== Record excerpts
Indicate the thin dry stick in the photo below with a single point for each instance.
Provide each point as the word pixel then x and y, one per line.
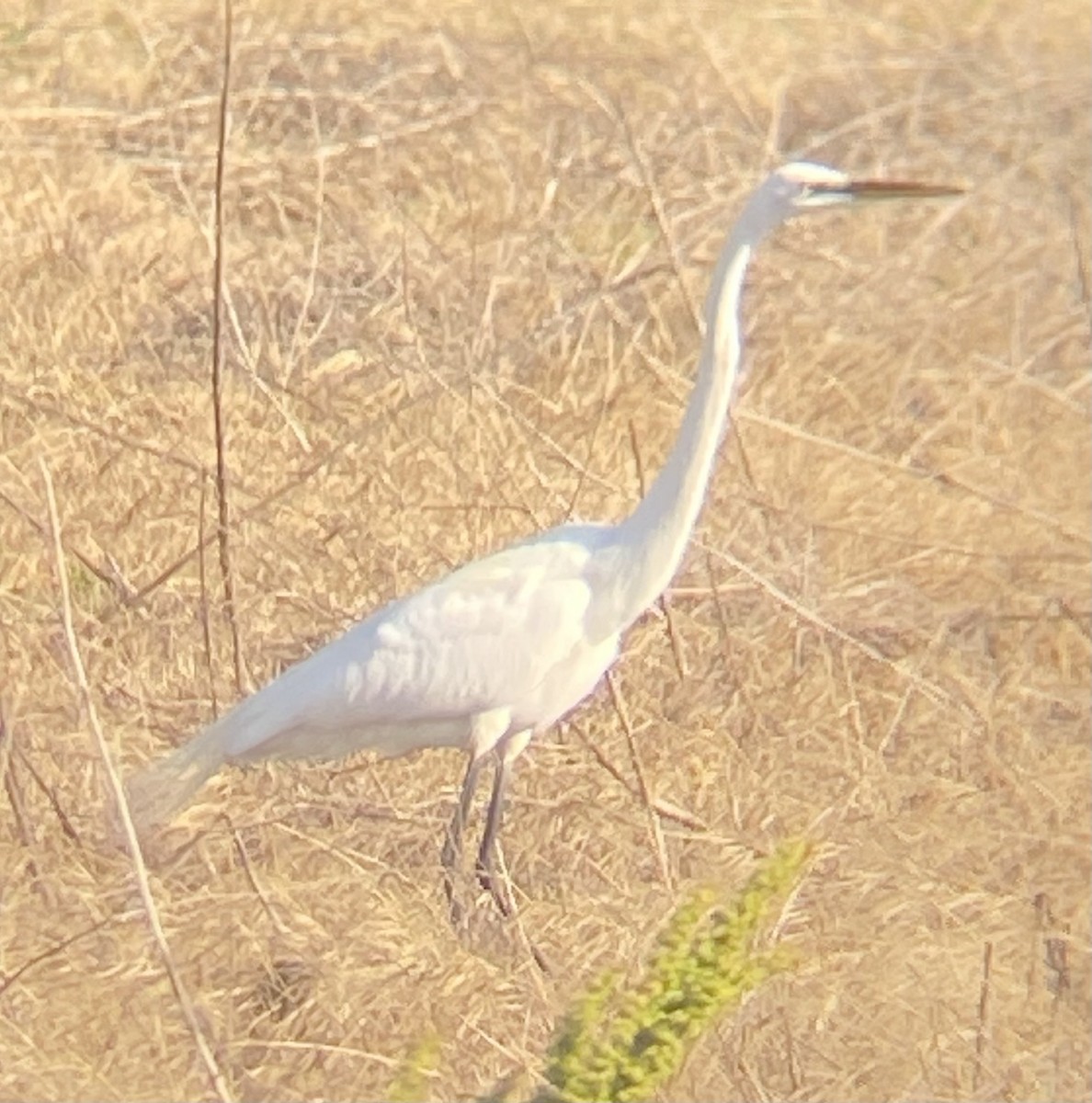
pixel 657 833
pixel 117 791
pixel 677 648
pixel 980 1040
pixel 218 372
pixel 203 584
====
Short exercise:
Reproduce all of the material above verbatim, leaving out the picture.

The output:
Indicate the thin dry stick in the photo below with a single point for each instance.
Provide each point as the word pixel then x and y, one per line.
pixel 657 833
pixel 117 791
pixel 677 648
pixel 980 1040
pixel 218 372
pixel 203 584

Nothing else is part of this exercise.